◆ WHAT NEEDS TO BE DONE ◆
Which lines in the items below contain the string "instance" with its case matched exactly? Select each of those lines and copy it in full.

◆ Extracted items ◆

::::

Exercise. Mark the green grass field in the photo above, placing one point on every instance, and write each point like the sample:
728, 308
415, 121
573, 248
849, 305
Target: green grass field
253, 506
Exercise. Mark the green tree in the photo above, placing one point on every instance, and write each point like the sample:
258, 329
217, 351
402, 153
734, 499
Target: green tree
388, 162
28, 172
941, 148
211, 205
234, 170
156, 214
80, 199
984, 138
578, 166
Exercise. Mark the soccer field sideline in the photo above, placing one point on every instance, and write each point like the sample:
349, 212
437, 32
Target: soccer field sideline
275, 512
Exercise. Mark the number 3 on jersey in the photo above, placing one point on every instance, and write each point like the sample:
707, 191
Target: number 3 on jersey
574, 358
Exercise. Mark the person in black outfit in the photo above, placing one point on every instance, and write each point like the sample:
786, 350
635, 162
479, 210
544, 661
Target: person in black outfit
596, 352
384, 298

::::

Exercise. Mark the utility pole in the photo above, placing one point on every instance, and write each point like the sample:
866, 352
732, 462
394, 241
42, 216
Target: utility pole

::::

◆ SOLUTION TO THIS EXERCISE ◆
Exercise. Mark the green grass field in the photo above, placing one point on every instance, and write each point like the sample:
Exercise. Mark the green tree in the photo above, placing one point on every instance, and write each point like the sample:
Exercise. Mark the soccer field sideline in the photo above, placing one point on every instance, and write each point like the sample:
Exercise. Mark the number 3 on jersey in the photo above, placing one point on every instance, and write each point like the sample:
Exercise. Mark the person in black outfit in the photo above, placing one point on every instance, and write each point like the sample:
Exercise. Mark the utility pole in the photo above, placing one point on every instance, and write each point like the sample:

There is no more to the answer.